→ **抜粋**
========

【投稿】河口堰を止める10万人のアクション–長良川DAY–

【投稿】河口堰を止める10万人のアクション–長良川DAY–
               現地参加報告 こんな楽しい運動もあったのか!

この連休にキャンプでも行こうかと思ってきたところへ,BEPALという雑誌で4月29日に長良川河口堰反対の現地行動があることを知り、これは面白そうだと(そんな軽い気持ちで)一度行ってみようと思い、参加をしました。

前夜 カヌーイスト300人がプレキャンプ
大阪から車で4時間走り、前夜の宿営地の長良川と木曽川の背割堤の松林に到着。早速受付をすまし、テントを設営。はじめて長良川にきたのですが、なかなかの景観、雄大な川のほとりで、自然を守れの意味もこれならわかるというものです。
午後8時からミーチングとのことで行ってみますと、だんだんと集まってきます。その数最終的には300人ぐらいかな(?)。
ミーチングと言うより集会と行った感じで、最初は「長良川河口堰に反対する会・東京」の方が、運動の現状みたいな硬い話をされました。
この運動がここ1年ぐらいで建設省と対等の立場で運動が盛り上がり、建設阻止できるかは現在五分五分まで来ていること、相模川など他の川問題での盛り上がりも出てきて、土建業者のための河川「整備」か、みんなの川をどう守るのかを大きな世論にしてきたこと、前環境庁長官をして運動の盛り上がりの中で長良川現地を視察させてきたことなどを報告されたように思います。
長良川は、日本で唯一ダムのない川で、カヌーでの川下りが可能で、かつ自然が残っている、その川を一番「知っている」カヌーをする人達が、この運動に火をつけたようです。東京の人の報告の後、皆さんお待かねの野田知祐さんの登場となります。

========

→ **提供データ**
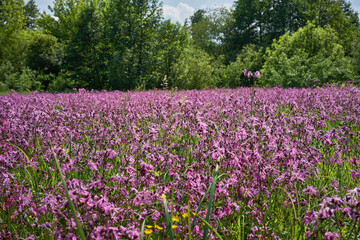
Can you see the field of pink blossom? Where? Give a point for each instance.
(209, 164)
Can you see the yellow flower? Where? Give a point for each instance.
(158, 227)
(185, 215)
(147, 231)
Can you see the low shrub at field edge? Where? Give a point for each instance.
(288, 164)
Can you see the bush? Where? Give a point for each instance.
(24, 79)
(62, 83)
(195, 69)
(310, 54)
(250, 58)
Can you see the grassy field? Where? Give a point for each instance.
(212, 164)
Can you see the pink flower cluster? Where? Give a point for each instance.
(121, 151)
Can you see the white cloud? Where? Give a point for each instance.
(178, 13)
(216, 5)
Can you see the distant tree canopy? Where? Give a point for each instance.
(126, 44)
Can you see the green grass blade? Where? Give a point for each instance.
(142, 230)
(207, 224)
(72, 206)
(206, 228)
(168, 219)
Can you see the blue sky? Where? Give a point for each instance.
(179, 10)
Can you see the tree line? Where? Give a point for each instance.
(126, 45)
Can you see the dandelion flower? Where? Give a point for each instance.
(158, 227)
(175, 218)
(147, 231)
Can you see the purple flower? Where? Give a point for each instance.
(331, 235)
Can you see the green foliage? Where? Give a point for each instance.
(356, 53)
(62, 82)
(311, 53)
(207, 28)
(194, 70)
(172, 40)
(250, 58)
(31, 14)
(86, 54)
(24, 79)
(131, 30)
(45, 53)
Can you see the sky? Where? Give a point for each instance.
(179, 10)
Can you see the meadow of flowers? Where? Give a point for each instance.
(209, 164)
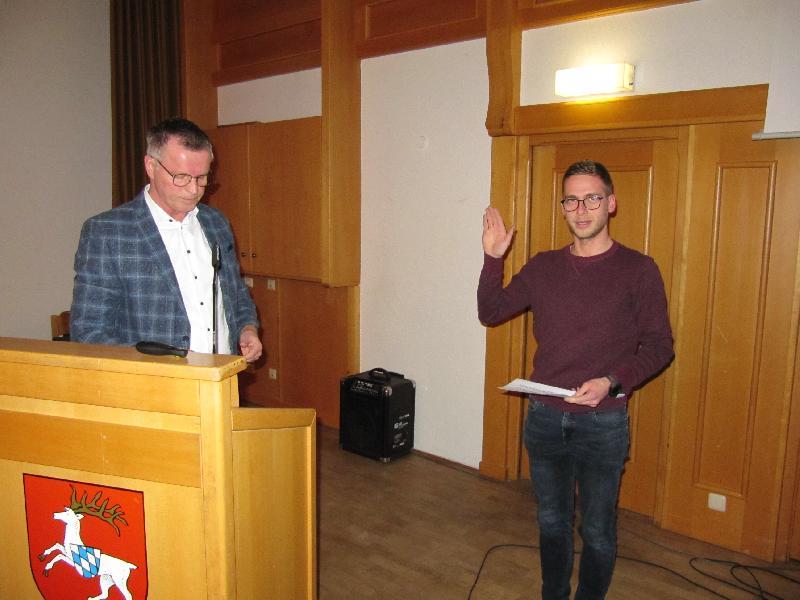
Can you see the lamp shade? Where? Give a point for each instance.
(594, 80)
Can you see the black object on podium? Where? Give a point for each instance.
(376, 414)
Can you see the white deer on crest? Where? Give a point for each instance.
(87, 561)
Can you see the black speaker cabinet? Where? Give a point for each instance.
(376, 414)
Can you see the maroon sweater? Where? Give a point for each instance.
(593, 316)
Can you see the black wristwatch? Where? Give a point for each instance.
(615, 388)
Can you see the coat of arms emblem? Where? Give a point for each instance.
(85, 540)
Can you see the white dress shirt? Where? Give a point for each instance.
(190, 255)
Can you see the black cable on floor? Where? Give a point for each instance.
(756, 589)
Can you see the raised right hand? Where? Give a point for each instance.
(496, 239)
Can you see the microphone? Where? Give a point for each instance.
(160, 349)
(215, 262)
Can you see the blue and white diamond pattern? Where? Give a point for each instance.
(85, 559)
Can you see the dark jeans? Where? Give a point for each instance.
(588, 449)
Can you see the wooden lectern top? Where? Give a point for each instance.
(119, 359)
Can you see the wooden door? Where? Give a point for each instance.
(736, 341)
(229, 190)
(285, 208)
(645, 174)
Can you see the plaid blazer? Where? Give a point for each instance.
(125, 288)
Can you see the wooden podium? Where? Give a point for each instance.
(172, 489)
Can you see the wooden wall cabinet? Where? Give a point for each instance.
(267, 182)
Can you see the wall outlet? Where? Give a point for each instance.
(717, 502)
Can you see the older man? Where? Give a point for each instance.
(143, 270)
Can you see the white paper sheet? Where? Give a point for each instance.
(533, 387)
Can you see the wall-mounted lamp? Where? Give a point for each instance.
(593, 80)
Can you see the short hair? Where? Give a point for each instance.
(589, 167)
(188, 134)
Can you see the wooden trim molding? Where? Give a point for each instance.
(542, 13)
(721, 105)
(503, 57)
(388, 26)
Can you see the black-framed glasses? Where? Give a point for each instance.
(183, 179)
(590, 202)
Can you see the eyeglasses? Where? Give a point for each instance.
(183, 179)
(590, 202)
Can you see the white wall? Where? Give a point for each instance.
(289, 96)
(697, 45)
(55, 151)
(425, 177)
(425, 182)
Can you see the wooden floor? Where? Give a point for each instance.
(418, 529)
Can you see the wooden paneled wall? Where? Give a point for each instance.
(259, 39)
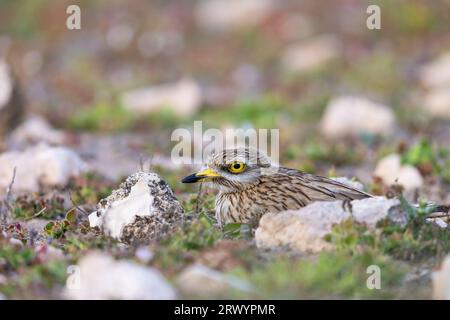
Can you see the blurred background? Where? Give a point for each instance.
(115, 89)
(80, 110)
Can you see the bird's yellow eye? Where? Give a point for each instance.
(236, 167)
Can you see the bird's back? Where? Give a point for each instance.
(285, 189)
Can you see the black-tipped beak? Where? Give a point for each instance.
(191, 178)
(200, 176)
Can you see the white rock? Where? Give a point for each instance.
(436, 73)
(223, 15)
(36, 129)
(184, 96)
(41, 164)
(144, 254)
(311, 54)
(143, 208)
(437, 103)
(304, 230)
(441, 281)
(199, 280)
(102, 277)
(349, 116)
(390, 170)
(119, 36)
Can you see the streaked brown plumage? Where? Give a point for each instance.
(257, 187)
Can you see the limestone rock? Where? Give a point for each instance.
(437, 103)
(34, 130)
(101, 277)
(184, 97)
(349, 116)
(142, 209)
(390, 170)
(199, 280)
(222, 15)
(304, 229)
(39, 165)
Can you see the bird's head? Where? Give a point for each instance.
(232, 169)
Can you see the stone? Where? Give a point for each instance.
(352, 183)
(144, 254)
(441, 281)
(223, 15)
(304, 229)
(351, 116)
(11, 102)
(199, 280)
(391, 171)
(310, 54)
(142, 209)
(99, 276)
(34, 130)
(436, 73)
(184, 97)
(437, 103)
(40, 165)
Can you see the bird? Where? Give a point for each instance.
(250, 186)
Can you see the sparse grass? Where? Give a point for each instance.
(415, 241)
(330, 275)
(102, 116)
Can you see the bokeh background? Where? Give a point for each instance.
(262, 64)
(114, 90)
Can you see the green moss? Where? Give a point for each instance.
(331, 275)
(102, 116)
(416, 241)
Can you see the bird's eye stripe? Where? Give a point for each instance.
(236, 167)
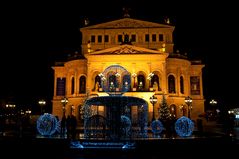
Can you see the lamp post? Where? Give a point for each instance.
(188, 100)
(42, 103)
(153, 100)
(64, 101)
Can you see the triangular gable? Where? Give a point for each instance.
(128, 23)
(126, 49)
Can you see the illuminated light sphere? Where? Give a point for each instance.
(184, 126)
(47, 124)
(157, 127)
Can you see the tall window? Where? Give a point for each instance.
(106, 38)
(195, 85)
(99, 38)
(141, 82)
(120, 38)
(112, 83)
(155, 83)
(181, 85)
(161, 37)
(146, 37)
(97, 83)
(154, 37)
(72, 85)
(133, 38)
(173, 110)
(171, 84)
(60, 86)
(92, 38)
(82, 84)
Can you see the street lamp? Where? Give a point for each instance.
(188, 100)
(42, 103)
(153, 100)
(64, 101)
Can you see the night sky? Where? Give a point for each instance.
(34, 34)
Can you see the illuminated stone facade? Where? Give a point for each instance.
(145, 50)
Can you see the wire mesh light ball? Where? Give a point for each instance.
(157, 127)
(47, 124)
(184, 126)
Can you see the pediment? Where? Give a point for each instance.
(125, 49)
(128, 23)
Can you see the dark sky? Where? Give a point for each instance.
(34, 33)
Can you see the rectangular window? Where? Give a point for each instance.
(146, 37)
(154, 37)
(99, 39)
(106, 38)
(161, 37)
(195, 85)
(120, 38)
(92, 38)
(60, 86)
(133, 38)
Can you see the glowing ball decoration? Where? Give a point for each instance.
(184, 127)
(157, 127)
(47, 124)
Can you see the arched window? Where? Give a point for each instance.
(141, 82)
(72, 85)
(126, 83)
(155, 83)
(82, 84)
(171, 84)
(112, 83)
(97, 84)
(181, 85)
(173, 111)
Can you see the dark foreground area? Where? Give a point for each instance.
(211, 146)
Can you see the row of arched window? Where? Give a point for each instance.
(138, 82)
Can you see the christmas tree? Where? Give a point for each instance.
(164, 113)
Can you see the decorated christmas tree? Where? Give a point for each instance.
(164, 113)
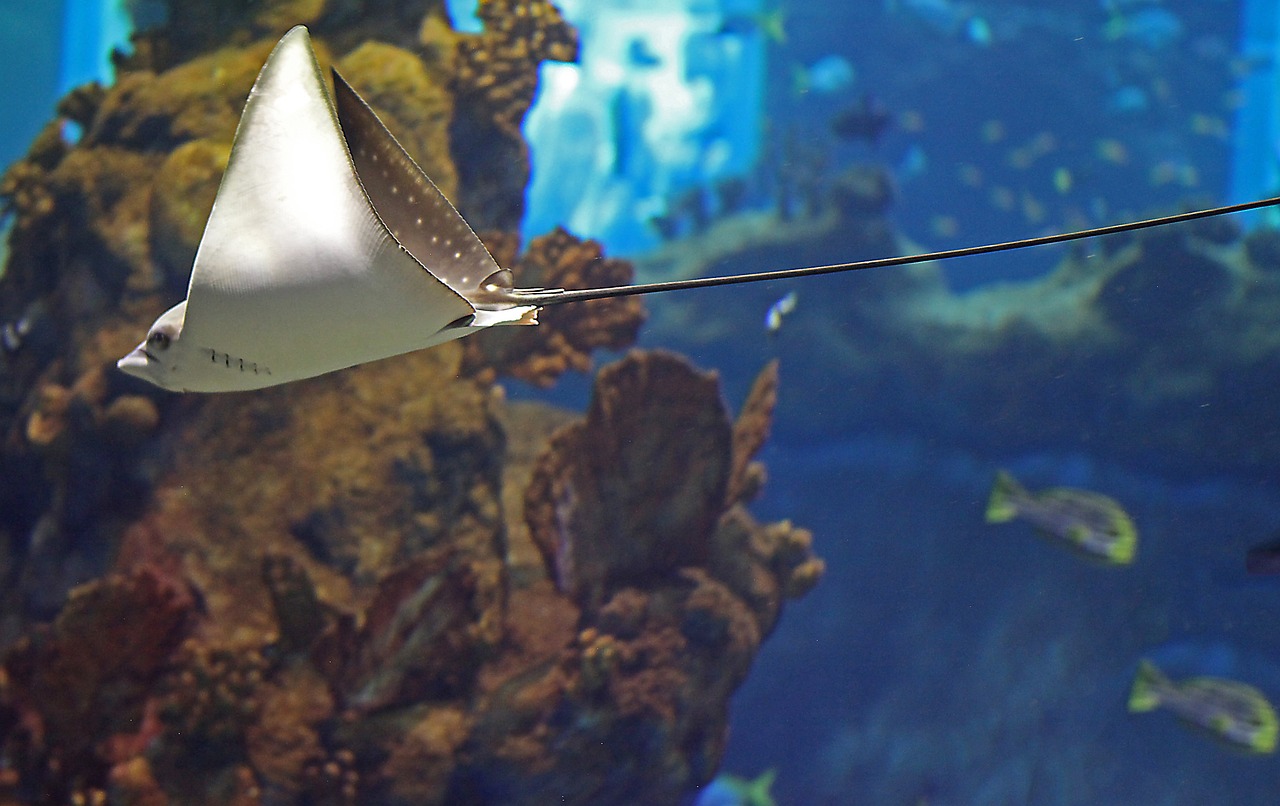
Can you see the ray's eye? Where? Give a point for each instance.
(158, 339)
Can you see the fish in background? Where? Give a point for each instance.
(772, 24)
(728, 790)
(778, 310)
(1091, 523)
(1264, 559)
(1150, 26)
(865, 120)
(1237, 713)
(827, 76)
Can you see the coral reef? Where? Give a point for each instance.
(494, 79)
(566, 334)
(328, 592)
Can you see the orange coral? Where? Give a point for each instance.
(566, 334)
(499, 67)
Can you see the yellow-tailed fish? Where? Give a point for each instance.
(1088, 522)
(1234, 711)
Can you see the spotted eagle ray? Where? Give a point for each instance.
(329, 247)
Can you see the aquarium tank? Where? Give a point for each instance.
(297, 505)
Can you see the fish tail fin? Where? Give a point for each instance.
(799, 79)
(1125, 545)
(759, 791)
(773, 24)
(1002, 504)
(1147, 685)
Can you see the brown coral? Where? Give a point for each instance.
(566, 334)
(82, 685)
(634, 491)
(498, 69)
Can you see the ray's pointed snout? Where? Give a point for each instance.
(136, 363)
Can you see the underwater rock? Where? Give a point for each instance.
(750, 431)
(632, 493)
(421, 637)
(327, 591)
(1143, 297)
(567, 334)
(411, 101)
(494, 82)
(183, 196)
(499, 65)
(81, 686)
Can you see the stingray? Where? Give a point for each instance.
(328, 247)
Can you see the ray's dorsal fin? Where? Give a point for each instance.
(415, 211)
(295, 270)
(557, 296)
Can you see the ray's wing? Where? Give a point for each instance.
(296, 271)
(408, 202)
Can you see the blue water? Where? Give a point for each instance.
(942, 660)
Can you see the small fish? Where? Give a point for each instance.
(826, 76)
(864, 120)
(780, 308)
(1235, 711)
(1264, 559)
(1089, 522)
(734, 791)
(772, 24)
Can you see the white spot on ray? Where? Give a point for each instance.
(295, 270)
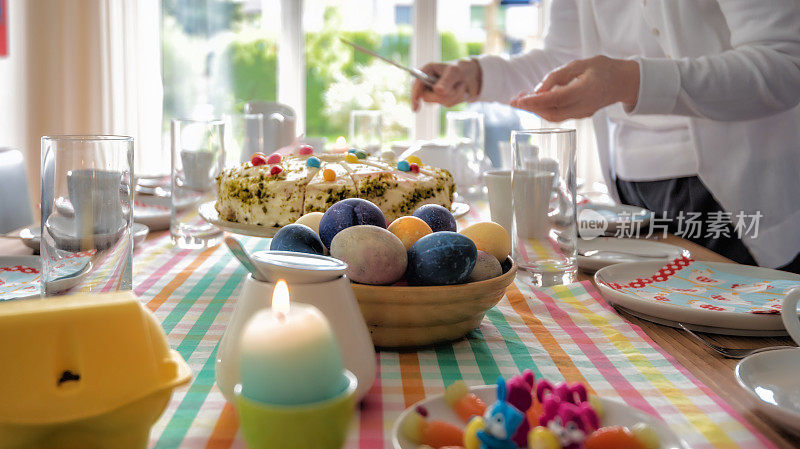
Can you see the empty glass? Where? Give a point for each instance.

========

長良川DAYの参加報告をもとに、次の問いに答えてください。
1. 前夜の宿営地はどこにありましたか。
2. 夜の集まりで最初に話をしたのは、どの会の方でしたか。
3. 長良川は日本でどのような川だと書かれていますか。

1. 長良川と木曽川の背割堤の松林です。
2. 「長良川河口堰に反対する会・東京」の方です。
3. 日本で唯一ダムのない川です。